What you will do:
a) From the London Encounter article, reproduce verbatim everything from "Parliament at Sunset" down to "a wounded city.".
b) According to the London Encounter article, what discoveries does the exhibition "Eureka! The Unexpected in Science" feature?

Exercise text:
'''
Parliament at Sunset by Mike Gimelfarb/Wikimedia Commons

Embracing the Unexpected

On June 17th, the 4th edition of the London Encounter took place. An occasion for scientists, theologians, and common people to tackle a challenging topic: to look with sympathy at what we can’t foresee.
Giuseppe Pezzini

What does it mean to know? This question which opened the London Encounter 2017 is only apparently unrelated to the theme of its fourth edition, “The Adventure of the Unexpected.” Asking the question was Rowan Williams, former Archbishop of Canterbury and theologian, and most importantly patron and inspirer of the event. He chaired the first session, in a crowded conference center at the heart of a wounded city.

“In our culture today there is a great misunderstanding of the nature of knowledge. In spite of everything, we still have the idea that knowledge is hanging a label produced in our mind on something that is out there. One of the aims of our project [the London Encounter] is to help us to disabuse ourselves of that mythology which is inapplicable even in the areas where it seems most persuasive, such as science.”

The reference alludes to one of the three original exhibitions of the London Encounter (“Eureka! The Unexpected in Science”), prepared in collaboration with Ard Louis, Professor of Theoretical Physics at the University of Oxford, together with many scientists he met with over the year. Featuring the discovery of the Higgs boson, exoplanets, and non-Euclidean geometries, this exhibit shows that many of the great scientific advances resulted from fortuitous events or unexpected intuitions, prepared for and followed up by free men.
'''
Data:
'''
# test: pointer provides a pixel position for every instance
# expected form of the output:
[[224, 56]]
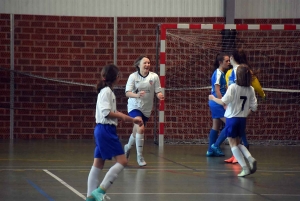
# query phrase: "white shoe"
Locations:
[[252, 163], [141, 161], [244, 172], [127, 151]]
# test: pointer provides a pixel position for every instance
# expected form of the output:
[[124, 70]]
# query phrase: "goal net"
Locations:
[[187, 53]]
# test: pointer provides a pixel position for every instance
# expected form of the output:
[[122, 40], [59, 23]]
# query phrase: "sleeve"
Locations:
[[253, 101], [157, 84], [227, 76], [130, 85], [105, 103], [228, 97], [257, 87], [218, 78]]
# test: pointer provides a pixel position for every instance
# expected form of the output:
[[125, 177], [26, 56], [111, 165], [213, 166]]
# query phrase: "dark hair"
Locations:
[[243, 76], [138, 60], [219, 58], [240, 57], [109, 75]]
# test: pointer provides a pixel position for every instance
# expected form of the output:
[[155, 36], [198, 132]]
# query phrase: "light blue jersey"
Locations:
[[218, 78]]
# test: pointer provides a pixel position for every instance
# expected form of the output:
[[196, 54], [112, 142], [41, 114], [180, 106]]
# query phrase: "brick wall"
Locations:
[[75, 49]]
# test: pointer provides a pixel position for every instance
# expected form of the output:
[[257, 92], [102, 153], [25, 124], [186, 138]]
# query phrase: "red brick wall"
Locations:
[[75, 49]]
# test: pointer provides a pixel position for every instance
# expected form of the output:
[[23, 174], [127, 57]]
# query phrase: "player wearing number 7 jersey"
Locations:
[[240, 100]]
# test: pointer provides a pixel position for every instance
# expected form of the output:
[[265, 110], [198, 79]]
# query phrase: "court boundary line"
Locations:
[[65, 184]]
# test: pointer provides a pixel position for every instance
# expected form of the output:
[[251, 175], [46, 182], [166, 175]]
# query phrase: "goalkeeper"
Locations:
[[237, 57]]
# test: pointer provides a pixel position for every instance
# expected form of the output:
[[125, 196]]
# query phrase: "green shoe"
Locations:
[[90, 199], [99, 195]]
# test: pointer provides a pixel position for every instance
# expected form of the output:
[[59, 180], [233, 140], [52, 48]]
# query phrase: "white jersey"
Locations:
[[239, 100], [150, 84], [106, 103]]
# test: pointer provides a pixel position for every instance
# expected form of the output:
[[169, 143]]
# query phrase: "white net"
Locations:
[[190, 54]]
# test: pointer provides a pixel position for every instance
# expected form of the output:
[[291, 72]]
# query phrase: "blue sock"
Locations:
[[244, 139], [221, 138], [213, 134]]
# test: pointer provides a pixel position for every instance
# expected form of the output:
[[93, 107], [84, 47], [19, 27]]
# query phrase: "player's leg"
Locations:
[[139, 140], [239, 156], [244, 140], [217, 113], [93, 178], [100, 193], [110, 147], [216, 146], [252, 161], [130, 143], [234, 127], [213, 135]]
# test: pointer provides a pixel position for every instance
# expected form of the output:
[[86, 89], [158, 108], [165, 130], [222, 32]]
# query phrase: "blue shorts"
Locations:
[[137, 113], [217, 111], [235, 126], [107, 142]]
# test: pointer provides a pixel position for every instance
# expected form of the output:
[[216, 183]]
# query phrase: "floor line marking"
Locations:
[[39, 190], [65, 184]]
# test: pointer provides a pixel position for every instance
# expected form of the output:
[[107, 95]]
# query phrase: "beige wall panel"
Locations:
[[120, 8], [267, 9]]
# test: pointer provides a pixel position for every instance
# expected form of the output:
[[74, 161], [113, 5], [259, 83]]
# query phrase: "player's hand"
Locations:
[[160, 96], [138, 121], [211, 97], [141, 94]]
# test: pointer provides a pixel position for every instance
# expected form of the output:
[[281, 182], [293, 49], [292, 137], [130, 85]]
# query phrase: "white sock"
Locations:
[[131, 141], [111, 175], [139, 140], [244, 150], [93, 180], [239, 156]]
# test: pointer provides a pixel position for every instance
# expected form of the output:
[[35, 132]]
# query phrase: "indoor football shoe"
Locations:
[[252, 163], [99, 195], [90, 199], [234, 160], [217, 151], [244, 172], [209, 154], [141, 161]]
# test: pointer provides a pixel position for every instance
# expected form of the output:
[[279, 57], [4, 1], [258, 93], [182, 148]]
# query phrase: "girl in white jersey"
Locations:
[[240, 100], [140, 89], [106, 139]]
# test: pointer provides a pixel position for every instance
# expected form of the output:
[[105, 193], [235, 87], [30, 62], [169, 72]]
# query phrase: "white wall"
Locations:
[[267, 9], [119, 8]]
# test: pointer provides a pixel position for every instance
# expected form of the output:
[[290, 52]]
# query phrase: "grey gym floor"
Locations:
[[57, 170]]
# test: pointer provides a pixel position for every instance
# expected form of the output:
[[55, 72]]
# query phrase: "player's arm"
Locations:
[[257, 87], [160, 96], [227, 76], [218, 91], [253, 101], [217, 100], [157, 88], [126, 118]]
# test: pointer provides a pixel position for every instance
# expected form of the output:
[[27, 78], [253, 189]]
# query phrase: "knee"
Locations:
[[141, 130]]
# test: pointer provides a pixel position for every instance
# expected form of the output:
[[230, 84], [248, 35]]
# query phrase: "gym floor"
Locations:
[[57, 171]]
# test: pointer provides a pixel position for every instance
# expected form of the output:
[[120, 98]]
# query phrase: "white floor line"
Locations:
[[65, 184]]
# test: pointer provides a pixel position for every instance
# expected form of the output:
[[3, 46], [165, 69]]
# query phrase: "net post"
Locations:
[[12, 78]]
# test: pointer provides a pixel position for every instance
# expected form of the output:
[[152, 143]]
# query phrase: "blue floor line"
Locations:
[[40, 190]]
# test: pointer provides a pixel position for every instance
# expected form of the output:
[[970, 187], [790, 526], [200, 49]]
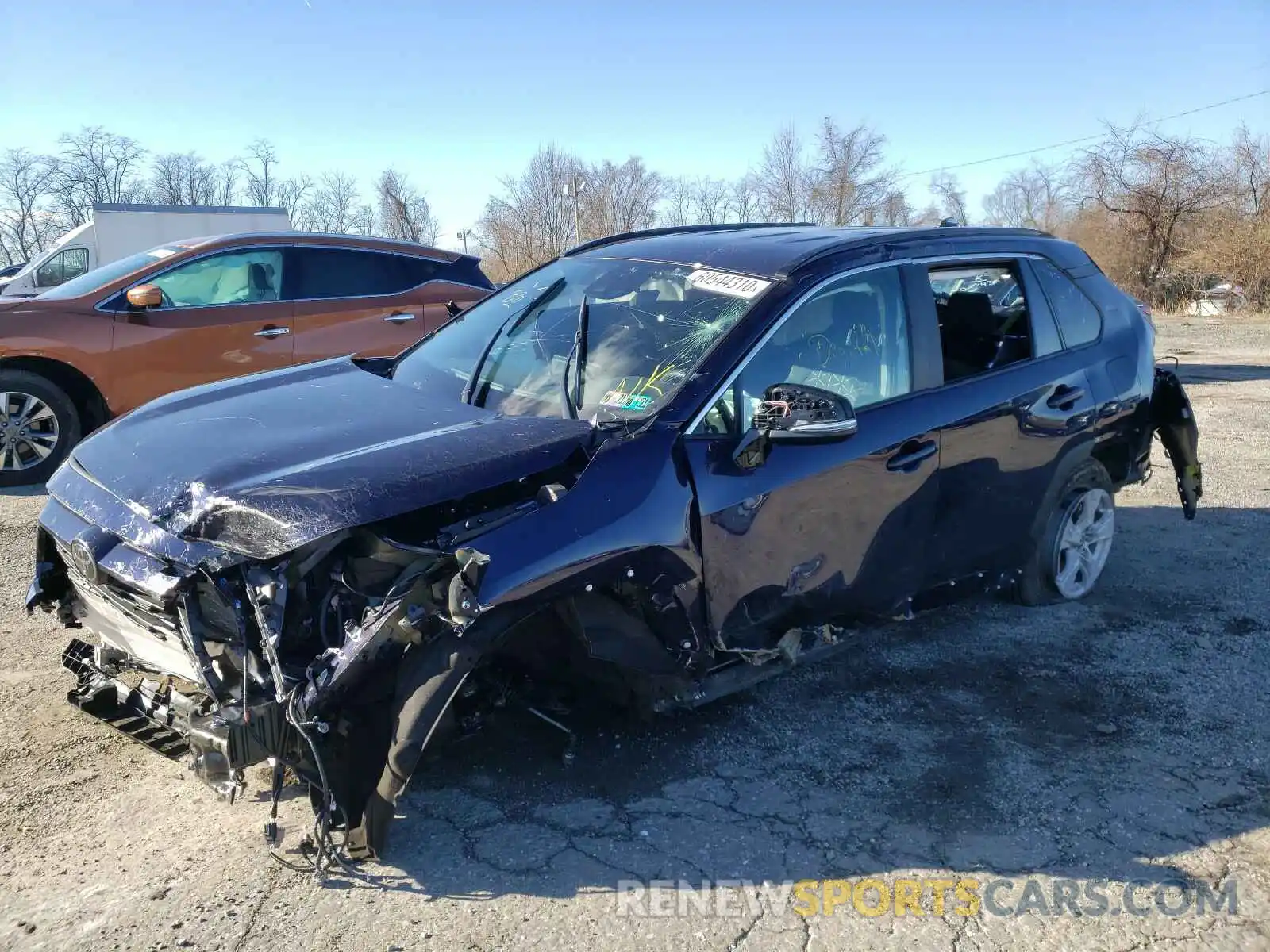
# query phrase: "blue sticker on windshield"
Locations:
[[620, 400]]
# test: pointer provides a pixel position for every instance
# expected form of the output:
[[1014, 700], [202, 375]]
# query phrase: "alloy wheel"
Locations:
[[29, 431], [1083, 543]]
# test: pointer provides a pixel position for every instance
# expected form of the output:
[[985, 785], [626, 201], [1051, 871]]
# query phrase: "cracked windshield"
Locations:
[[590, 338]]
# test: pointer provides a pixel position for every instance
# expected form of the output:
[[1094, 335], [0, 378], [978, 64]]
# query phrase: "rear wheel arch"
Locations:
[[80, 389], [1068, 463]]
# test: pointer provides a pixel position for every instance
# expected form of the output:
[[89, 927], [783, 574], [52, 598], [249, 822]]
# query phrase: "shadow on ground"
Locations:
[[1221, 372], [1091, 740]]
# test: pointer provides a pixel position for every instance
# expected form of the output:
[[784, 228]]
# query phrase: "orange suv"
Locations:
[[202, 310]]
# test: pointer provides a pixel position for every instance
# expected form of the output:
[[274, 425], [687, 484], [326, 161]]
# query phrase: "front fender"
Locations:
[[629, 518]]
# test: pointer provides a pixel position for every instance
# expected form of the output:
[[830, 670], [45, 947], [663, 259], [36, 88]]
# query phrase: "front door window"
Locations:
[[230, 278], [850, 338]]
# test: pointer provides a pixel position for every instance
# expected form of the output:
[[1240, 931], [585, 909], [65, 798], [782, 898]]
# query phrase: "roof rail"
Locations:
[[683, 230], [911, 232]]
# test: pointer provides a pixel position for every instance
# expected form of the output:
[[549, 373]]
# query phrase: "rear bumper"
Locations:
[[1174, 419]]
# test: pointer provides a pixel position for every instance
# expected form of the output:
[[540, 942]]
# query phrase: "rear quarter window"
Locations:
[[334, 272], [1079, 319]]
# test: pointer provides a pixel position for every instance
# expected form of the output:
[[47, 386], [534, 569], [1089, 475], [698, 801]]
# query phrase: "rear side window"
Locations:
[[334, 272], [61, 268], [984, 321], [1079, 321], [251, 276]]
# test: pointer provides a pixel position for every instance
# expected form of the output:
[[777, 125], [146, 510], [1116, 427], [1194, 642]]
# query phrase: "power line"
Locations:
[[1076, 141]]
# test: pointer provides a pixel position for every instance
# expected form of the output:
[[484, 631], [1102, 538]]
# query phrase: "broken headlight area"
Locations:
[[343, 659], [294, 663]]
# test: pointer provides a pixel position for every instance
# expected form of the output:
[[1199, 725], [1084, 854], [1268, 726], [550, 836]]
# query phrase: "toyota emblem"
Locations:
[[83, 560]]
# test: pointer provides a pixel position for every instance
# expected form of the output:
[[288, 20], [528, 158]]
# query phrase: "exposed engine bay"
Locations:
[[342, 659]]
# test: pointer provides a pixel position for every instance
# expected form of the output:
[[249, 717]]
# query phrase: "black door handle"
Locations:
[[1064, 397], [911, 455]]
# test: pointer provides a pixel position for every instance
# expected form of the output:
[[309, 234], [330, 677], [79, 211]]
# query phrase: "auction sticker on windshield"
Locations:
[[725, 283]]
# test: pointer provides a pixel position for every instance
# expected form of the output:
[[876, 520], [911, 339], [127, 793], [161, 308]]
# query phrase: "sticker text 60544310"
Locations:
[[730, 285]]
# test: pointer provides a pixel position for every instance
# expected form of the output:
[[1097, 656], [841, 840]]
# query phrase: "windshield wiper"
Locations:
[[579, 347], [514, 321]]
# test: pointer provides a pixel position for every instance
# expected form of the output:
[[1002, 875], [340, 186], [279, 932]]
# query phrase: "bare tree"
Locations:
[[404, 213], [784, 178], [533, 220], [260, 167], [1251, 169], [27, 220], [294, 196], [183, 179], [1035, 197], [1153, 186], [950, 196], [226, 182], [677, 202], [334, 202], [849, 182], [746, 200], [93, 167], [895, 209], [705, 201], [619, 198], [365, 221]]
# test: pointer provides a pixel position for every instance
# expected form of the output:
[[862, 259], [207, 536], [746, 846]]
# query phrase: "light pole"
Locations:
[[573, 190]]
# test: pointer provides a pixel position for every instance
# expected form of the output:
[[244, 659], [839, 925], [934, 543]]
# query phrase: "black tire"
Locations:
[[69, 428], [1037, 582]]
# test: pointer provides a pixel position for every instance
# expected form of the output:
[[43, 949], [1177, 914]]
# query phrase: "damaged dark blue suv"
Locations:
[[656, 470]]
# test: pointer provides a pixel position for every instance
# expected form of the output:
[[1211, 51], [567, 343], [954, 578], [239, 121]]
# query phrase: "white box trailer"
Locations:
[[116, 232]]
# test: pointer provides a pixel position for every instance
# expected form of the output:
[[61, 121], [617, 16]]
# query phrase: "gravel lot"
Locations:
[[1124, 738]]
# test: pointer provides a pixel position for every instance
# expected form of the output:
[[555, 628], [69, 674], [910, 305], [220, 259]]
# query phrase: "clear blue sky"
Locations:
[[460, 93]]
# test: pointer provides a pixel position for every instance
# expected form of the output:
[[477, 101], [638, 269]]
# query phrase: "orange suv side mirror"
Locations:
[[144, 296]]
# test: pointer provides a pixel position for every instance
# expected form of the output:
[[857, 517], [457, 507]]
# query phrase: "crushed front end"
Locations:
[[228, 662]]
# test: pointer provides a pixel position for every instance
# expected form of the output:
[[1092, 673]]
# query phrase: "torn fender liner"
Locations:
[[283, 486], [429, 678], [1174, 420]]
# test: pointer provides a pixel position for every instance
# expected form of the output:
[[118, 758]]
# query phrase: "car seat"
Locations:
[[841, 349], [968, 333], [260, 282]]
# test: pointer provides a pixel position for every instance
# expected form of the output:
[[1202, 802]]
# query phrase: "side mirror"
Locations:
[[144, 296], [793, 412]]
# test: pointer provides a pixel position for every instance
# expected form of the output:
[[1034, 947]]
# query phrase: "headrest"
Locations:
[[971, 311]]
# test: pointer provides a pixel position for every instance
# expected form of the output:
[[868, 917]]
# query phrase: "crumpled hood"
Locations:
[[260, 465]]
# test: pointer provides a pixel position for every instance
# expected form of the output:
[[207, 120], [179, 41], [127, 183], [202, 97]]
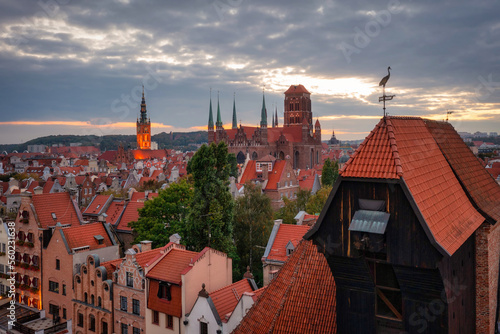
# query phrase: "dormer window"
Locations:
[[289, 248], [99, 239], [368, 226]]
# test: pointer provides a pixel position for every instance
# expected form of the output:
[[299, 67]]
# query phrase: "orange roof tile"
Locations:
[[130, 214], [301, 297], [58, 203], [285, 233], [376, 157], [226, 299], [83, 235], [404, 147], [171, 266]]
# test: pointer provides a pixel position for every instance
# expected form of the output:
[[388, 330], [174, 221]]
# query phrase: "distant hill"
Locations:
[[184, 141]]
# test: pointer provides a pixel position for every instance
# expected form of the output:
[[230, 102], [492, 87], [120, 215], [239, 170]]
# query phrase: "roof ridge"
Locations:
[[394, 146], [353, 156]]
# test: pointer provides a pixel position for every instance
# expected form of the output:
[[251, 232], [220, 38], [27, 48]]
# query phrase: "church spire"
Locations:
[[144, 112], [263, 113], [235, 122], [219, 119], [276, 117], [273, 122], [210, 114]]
'''
Solutions for each task:
a)
Parliament at Sunset by Mike Gimelfarb/Wikimedia Commons

Embracing the Unexpected

On June 17th, the 4th edition of the London Encounter took place. An occasion for scientists, theologians, and common people to tackle a challenging topic: to look with sympathy at what we can’t foresee.
Giuseppe Pezzini

What does it mean to know? This question which opened the London Encounter 2017 is only apparently unrelated to the theme of its fourth edition, “The Adventure of the Unexpected.” Asking the question was Rowan Williams, former Archbishop of Canterbury and theologian, and most importantly patron and inspirer of the event. He chaired the first session, in a crowded conference center at the heart of a wounded city.

b)
- the discovery of the Higgs boson
- exoplanets
- non-Euclidean geometries